■ Problem requirements
Copy all records verbatim.

■ Data listing

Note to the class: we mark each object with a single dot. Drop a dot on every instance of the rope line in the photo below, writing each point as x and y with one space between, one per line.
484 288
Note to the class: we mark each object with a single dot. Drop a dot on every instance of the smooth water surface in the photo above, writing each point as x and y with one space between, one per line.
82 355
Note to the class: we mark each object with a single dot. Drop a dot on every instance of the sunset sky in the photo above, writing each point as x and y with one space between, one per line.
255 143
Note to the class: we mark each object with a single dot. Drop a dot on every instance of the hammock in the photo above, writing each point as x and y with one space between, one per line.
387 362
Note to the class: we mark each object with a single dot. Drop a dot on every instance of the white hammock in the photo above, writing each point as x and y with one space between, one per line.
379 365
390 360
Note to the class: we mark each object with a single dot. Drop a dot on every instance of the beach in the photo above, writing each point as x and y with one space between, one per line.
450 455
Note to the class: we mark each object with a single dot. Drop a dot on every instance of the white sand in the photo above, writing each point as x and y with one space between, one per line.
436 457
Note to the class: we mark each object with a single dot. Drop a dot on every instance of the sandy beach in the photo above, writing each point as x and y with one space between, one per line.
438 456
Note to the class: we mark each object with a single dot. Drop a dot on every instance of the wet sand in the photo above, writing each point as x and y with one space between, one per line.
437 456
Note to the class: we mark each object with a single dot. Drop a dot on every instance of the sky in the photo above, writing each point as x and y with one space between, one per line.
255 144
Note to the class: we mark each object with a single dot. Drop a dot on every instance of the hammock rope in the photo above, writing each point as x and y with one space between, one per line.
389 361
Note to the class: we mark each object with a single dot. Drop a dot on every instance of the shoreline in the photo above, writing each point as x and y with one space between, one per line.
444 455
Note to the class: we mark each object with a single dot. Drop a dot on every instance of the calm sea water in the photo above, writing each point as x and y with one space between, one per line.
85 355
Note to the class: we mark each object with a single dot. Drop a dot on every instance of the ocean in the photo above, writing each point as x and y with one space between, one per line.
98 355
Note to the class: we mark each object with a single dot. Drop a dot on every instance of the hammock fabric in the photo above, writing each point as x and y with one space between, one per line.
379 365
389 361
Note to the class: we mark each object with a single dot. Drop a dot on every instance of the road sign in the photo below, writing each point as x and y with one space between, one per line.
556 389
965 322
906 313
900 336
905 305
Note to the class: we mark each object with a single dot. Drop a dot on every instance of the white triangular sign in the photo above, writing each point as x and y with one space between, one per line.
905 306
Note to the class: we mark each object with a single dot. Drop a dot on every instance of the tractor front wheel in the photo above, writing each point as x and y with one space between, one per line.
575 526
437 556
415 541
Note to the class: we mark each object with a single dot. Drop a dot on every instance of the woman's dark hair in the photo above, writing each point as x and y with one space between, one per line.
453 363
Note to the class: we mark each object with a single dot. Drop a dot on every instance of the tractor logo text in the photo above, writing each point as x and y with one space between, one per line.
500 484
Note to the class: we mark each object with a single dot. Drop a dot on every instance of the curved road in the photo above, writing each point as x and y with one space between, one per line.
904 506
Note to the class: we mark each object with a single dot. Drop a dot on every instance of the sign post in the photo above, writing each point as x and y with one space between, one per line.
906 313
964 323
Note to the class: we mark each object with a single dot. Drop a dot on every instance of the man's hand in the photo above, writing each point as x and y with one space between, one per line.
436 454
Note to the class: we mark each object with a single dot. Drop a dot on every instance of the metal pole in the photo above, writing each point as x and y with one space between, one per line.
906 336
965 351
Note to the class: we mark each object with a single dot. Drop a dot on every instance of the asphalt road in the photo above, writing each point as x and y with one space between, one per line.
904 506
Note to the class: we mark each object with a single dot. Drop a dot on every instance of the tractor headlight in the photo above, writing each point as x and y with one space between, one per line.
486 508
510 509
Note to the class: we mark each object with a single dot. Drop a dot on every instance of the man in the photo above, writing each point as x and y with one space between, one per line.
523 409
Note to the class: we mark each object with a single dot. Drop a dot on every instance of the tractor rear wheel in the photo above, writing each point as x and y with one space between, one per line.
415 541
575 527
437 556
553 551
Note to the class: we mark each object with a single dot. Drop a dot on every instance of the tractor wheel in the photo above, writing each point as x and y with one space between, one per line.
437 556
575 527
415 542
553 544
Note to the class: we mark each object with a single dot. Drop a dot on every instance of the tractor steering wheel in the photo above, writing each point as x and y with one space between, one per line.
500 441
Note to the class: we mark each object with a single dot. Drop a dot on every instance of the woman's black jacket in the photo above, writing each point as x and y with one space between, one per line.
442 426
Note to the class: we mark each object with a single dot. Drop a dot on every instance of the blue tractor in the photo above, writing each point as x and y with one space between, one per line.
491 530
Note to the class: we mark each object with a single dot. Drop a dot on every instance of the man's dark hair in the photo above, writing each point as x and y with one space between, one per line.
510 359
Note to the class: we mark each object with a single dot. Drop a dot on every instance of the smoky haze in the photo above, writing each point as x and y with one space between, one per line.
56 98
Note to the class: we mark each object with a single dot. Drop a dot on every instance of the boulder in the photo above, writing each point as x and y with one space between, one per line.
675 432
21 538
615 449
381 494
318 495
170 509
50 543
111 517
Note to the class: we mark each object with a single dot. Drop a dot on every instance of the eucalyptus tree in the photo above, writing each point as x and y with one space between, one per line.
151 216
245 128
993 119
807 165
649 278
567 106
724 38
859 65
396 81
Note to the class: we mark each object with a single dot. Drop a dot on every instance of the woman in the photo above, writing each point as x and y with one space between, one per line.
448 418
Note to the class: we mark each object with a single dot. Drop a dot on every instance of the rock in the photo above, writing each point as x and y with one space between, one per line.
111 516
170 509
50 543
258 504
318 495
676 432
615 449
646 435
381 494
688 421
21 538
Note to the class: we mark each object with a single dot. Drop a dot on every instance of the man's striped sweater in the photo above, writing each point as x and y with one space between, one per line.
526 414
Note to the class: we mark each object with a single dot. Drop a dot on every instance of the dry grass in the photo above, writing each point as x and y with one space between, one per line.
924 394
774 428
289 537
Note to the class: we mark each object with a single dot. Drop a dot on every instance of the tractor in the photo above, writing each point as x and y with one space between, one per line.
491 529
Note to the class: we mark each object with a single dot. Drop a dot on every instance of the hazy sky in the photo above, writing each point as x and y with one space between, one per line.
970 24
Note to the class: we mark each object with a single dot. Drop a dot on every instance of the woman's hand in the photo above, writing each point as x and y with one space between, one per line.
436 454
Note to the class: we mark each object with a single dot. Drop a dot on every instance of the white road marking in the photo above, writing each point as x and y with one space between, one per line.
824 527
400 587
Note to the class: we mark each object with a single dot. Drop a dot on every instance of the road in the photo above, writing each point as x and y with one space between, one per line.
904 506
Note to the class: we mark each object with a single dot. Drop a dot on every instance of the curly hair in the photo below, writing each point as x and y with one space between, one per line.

■ Final answer
Note to the class: we mark each object with a single dot. Drop a dot on every instance of the rope line in the photo below, writing each point as x and y with one space between, one per line.
484 288
Note to the class: we mark each object with a single dot. Drop a dot on every instance of the smooth water surface in the photo above, writing each point as x and y with one space between, one per line.
82 355
Note to the class: we mark each object with a single dot. Drop a dot on every instance of the sunset sky in the photo above, writing each point as x and y with one space between, one per line.
255 143
Note to the class: we mark each object with a single dot. Drop a dot on every instance of the hammock in the photo above, writing each point as x and y with one space between, one per line.
387 362
Note to the class: we mark each object with a single dot. Drop a dot on every instance of the white hammock in the photo above, writing each point as x and y with one space between, one per line.
379 365
390 360
Note to the class: we mark each object with a single dot. Drop a dot on every instance of the beach in the photo above, writing each point as x and y with one space between, one per line.
450 455
Note to the class: we mark each object with a single dot. Drop a dot on every instance of the white sand in the photo above, writing each point as x and y with one space between, one per line.
436 457
Note to the class: we mark each object with a single dot. Drop a dot on every instance of the sandy beach in the photo above, writing each point as x and y with one space between, one per line.
438 456
Note to the class: we mark each object with a single dot. Drop a dot on every instance of the wet sand in the photo above, writing each point as x and y with one space between, one per line.
437 456
Note to the class: we mark each object with a single dot. Drop a dot on every instance of the sky in the photo above, writing each point as x and y with one space between, one per line.
255 144
Note to the class: we mark each object with a single dot. Drop a dot on every instance of the hammock rope in the photo above, writing each point as x and y with one space between, one per line.
389 361
Note to the class: we mark each object with a single dot. Drop a dot on every instance of the shoreline in the photo above, writing each point as x and y with one space between, one per line.
444 455
Note to the class: we mark each object with a single dot. Drop a dot on every instance of the calm sea water in the photo above, writing each point as x and y with one space between, one per line.
85 355
Note to the class: we mark each object with a single dot. Drop a dot on every instance of the ocean in the photo above, writing each point as x and y with one space between, one per line.
98 355
Note to the class: we mark each object with a single dot. Drop a dot on every instance of the hammock fabric in the photo above, writing each point as x and y with one space between, one per line.
379 365
389 361
Note to the class: we mark each object with a single dot. Drop a dot on every instance of the road sign in the photo below, writing each point as x and y with one space between, one per line.
556 389
965 322
906 313
900 336
905 305
Note to the class: we mark each object with a single dot. Drop a dot on every instance of the white triangular sign in the photo above, writing each point as x and y with one space between, one per line.
905 306
Note to the class: we mark each object with a single dot. Drop a dot on every instance of the tractor front wheel in the photo above, writing each point as x and y with one space between, one per line.
575 526
437 556
415 541
Note to the class: we mark each object with a single dot. Drop a dot on every instance of the woman's dark hair in the photo above, writing each point as x and y with one space between, one per line.
453 363
Note to the class: we mark each object with a single dot. Drop a dot on every instance of the tractor logo text in the photo above, writing each point as x and y with one space between, one per line.
500 484
Note to the class: we mark each object with a single dot. Drop a dot on every instance of the curved road in the photo above, writing each point as x and y with one space between, one per line.
904 506
Note to the class: we mark each object with a single dot. Drop a dot on every instance of the sign post in the photo above, writing each point as x and y with one space between, one per line.
906 313
964 323
Note to the class: we mark each object with a single dot. Drop a dot on every instance of the man's hand in the photo above, writing each point as x and y with one space between, one per line.
436 454
Note to the class: we mark each object with a single dot. Drop a dot on every instance of the metal pole in the photo above, writing each point as x and y with one space between, one per line.
906 336
965 351
Note to the class: we mark each object with a single dot. Drop a dot on every instance of the asphalt road in the photo above, writing each point as x and y with one space between, one per line.
904 506
Note to the class: we mark each object with a single dot. Drop a dot on every instance of the tractor headlight in the photo above, writing each point as x and y with one space between, one per line.
486 508
510 509
Note to the class: we mark each object with a single dot. Drop a dot on every instance of the man in the photo above, writing each point as x and y with one space between, one per line.
523 409
Note to the class: we mark each object with a single dot. Drop a dot on every instance of the tractor rear wheel in the photo above, writing each point as x and y with one space between, one per line.
415 541
575 527
437 556
553 551
Note to the class: we mark each object with a single dot. Drop a dot on every instance of the tractor wheel in the photo above, writing each point as x and y with one space between, one per line.
437 556
575 527
415 542
553 544
Note to the class: we mark each object with a single dot. Drop a dot on every instance of the tractor steering wheel in the photo above, writing each point as x and y with one space between, one per line.
500 441
Note to the class: we mark each object with a single dot. Drop a dot on every instance of the woman's black jacket in the photo above, writing each point as x and y with one space between, one per line.
442 426
Note to the class: we mark each object with a single dot. Drop a dot on every instance of the blue tractor in the photo above, writing each point as x and y with one space between, one per line.
491 530
Note to the class: we mark each object with a single dot. Drop a dot on every instance of the man's dark hair in the photo above, writing each point as x and y with one space between, one per line.
510 359
Note to the class: we mark each object with a single dot. Drop a dot on every instance of the smoky haze in the photo above, writing each point as x and y with one space between, one per line.
56 98
Note to the class: we mark each object with a single dot. Drop a dot on every instance of the boulder in the photo above, writing each point as x and y with one space between, one per line.
675 432
21 538
615 449
381 494
318 495
170 509
50 543
111 517
Note to the class: we mark each object with a single dot. Drop a dot on every instance of the eucalyptus tree in the photo above, writing each point as x and y with one space between, one per line.
151 216
245 128
993 119
807 165
649 278
567 106
724 38
859 65
396 81
Note to the class: we mark each object with a single dot. Drop a dot on every instance of the woman in the photo above, writing each point as x and y with one space between, one per line.
448 418
Note to the class: we mark each object with a single dot. Drop a dot on every instance of the rock in the photo above, writing each point as x and y with one space between, one per line.
111 516
170 509
50 543
258 504
318 495
676 432
615 449
646 435
381 494
688 421
21 538
Note to the class: we mark each object with a single dot. Drop a dot on every instance of the man's striped sweater in the photo above, writing each point as x and y with one space between, one per line.
526 414
Note to the class: we mark each object with a single dot. Drop a dot on every instance of the dry grass in the photo above, writing each point as x and y with one space between, one per line.
924 394
774 428
289 537
Note to the class: we mark each object with a single dot. Drop a dot on every instance of the tractor in the photo above, writing each point as x and y with one space between, one per line.
491 529
Note to the class: we mark each object with a single dot. Drop a dot on every instance of the hazy sky in the photo above, writing each point as x and y with one space between, one per line.
970 24
Note to the class: we mark each object with a single dot. Drop a dot on every instance of the woman's hand in the photo above, writing each point as x and y with one space between, one per line.
436 454
Note to the class: we mark each object with a single dot. Drop a dot on every instance of the white road marking in the photo above, writing each point as x and y with one space between, one per line.
824 527
400 587
Note to the class: we mark each object with a single dot. Drop a dot on every instance of the road in the photo above, writing each point as x and y with one space between, one per line.
904 506
Note to the class: we mark each object with a single dot. Drop a dot on every instance of the curly hair in the photo below, writing each point as x and y with one space between, one per line.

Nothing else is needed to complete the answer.